PROBLEM TO WORK ON ::
Which lines of the data below hold "santa"? Copy each of them.
━━━ SOURCE MATERIAL ━━━
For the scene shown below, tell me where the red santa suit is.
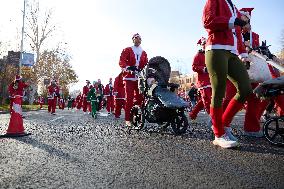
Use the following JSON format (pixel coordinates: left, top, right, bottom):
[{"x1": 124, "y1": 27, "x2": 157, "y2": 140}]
[
  {"x1": 38, "y1": 96, "x2": 44, "y2": 109},
  {"x1": 119, "y1": 35, "x2": 148, "y2": 121},
  {"x1": 82, "y1": 82, "x2": 91, "y2": 112},
  {"x1": 59, "y1": 97, "x2": 65, "y2": 110},
  {"x1": 47, "y1": 84, "x2": 60, "y2": 114},
  {"x1": 189, "y1": 50, "x2": 212, "y2": 120},
  {"x1": 76, "y1": 94, "x2": 82, "y2": 110},
  {"x1": 8, "y1": 78, "x2": 28, "y2": 113},
  {"x1": 104, "y1": 80, "x2": 115, "y2": 113},
  {"x1": 113, "y1": 73, "x2": 125, "y2": 118}
]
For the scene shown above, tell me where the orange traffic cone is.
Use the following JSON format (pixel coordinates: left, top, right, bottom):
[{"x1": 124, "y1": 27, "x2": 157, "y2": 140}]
[{"x1": 1, "y1": 96, "x2": 30, "y2": 137}]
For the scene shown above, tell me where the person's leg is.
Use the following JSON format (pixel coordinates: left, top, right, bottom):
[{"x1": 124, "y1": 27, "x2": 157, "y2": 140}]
[
  {"x1": 244, "y1": 83, "x2": 262, "y2": 133},
  {"x1": 124, "y1": 81, "x2": 135, "y2": 122},
  {"x1": 189, "y1": 99, "x2": 204, "y2": 120},
  {"x1": 223, "y1": 80, "x2": 236, "y2": 111},
  {"x1": 48, "y1": 99, "x2": 51, "y2": 113},
  {"x1": 201, "y1": 88, "x2": 212, "y2": 115},
  {"x1": 114, "y1": 99, "x2": 123, "y2": 118},
  {"x1": 274, "y1": 95, "x2": 284, "y2": 116},
  {"x1": 222, "y1": 55, "x2": 252, "y2": 128},
  {"x1": 82, "y1": 98, "x2": 87, "y2": 112},
  {"x1": 106, "y1": 97, "x2": 111, "y2": 112},
  {"x1": 133, "y1": 81, "x2": 143, "y2": 106},
  {"x1": 205, "y1": 50, "x2": 229, "y2": 138}
]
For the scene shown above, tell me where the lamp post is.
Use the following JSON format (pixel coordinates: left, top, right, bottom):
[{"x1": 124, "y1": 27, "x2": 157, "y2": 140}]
[{"x1": 19, "y1": 0, "x2": 27, "y2": 75}]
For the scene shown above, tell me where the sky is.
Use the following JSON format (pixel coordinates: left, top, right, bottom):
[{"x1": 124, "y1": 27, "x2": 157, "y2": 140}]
[{"x1": 1, "y1": 0, "x2": 284, "y2": 91}]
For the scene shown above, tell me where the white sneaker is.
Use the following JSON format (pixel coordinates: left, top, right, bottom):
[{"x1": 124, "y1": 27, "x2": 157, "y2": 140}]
[
  {"x1": 225, "y1": 127, "x2": 238, "y2": 141},
  {"x1": 125, "y1": 121, "x2": 132, "y2": 127},
  {"x1": 213, "y1": 134, "x2": 239, "y2": 148}
]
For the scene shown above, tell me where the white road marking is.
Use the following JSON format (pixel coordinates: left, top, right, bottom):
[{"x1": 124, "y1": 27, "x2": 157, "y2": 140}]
[{"x1": 50, "y1": 116, "x2": 64, "y2": 122}]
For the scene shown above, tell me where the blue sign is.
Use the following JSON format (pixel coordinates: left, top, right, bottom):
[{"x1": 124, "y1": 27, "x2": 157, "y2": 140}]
[{"x1": 22, "y1": 53, "x2": 35, "y2": 66}]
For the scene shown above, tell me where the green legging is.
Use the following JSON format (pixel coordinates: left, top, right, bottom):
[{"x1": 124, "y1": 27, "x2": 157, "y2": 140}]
[
  {"x1": 91, "y1": 100, "x2": 97, "y2": 117},
  {"x1": 205, "y1": 49, "x2": 252, "y2": 108}
]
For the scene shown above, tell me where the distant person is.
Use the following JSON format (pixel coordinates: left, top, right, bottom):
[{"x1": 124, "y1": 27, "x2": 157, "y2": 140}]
[{"x1": 47, "y1": 79, "x2": 60, "y2": 115}]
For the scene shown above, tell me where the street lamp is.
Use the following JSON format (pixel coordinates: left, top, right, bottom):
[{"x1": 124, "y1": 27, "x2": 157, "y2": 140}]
[{"x1": 19, "y1": 0, "x2": 27, "y2": 75}]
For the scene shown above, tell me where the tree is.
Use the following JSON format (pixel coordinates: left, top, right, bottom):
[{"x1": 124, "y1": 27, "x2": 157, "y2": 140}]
[
  {"x1": 34, "y1": 49, "x2": 78, "y2": 97},
  {"x1": 25, "y1": 0, "x2": 56, "y2": 64}
]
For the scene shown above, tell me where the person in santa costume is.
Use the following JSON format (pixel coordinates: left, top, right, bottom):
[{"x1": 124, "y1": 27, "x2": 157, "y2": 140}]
[
  {"x1": 104, "y1": 78, "x2": 115, "y2": 114},
  {"x1": 58, "y1": 96, "x2": 65, "y2": 110},
  {"x1": 8, "y1": 75, "x2": 29, "y2": 114},
  {"x1": 67, "y1": 95, "x2": 73, "y2": 110},
  {"x1": 87, "y1": 81, "x2": 99, "y2": 118},
  {"x1": 113, "y1": 72, "x2": 125, "y2": 119},
  {"x1": 189, "y1": 37, "x2": 212, "y2": 122},
  {"x1": 119, "y1": 33, "x2": 148, "y2": 126},
  {"x1": 203, "y1": 0, "x2": 253, "y2": 148},
  {"x1": 38, "y1": 95, "x2": 44, "y2": 109},
  {"x1": 47, "y1": 79, "x2": 60, "y2": 115},
  {"x1": 76, "y1": 92, "x2": 83, "y2": 110},
  {"x1": 96, "y1": 79, "x2": 104, "y2": 111},
  {"x1": 82, "y1": 80, "x2": 91, "y2": 113},
  {"x1": 238, "y1": 8, "x2": 265, "y2": 137}
]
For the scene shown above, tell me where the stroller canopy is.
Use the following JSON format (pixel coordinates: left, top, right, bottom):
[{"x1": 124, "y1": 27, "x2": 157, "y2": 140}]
[{"x1": 146, "y1": 56, "x2": 171, "y2": 86}]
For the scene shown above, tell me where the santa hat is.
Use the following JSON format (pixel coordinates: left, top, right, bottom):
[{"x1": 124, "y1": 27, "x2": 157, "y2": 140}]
[
  {"x1": 15, "y1": 75, "x2": 22, "y2": 81},
  {"x1": 239, "y1": 8, "x2": 254, "y2": 19},
  {"x1": 132, "y1": 33, "x2": 141, "y2": 40},
  {"x1": 197, "y1": 37, "x2": 206, "y2": 45}
]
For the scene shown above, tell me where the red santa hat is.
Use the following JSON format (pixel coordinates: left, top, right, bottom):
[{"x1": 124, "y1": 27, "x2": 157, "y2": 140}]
[
  {"x1": 132, "y1": 33, "x2": 141, "y2": 40},
  {"x1": 239, "y1": 8, "x2": 254, "y2": 19},
  {"x1": 197, "y1": 37, "x2": 206, "y2": 45},
  {"x1": 15, "y1": 75, "x2": 22, "y2": 81}
]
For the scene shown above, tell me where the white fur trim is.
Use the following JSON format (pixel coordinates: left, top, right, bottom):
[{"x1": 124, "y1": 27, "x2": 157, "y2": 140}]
[
  {"x1": 229, "y1": 16, "x2": 236, "y2": 29},
  {"x1": 198, "y1": 85, "x2": 211, "y2": 90},
  {"x1": 205, "y1": 44, "x2": 238, "y2": 55},
  {"x1": 131, "y1": 46, "x2": 143, "y2": 67},
  {"x1": 123, "y1": 77, "x2": 138, "y2": 81},
  {"x1": 115, "y1": 97, "x2": 125, "y2": 100}
]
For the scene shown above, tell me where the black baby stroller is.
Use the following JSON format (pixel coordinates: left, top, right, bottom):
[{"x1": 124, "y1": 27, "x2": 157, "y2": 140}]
[
  {"x1": 254, "y1": 76, "x2": 284, "y2": 146},
  {"x1": 130, "y1": 56, "x2": 190, "y2": 135}
]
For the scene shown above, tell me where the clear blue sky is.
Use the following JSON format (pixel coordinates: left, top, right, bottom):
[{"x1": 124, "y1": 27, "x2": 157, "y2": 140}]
[{"x1": 1, "y1": 0, "x2": 283, "y2": 90}]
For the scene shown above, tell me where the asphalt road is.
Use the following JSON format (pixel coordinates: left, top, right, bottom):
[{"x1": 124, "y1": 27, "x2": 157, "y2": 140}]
[{"x1": 0, "y1": 108, "x2": 283, "y2": 189}]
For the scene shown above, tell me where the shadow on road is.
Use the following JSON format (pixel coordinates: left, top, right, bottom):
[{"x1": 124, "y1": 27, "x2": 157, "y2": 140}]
[{"x1": 15, "y1": 136, "x2": 82, "y2": 163}]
━━━
TASK ANSWER ::
For the scene shown below, tell me where the red santa suit is.
For the scene shown above, tell me where the person in santa costume is.
For the scene shown above, tell me where the santa hat is.
For the scene shown above, tell me where the red santa hat is.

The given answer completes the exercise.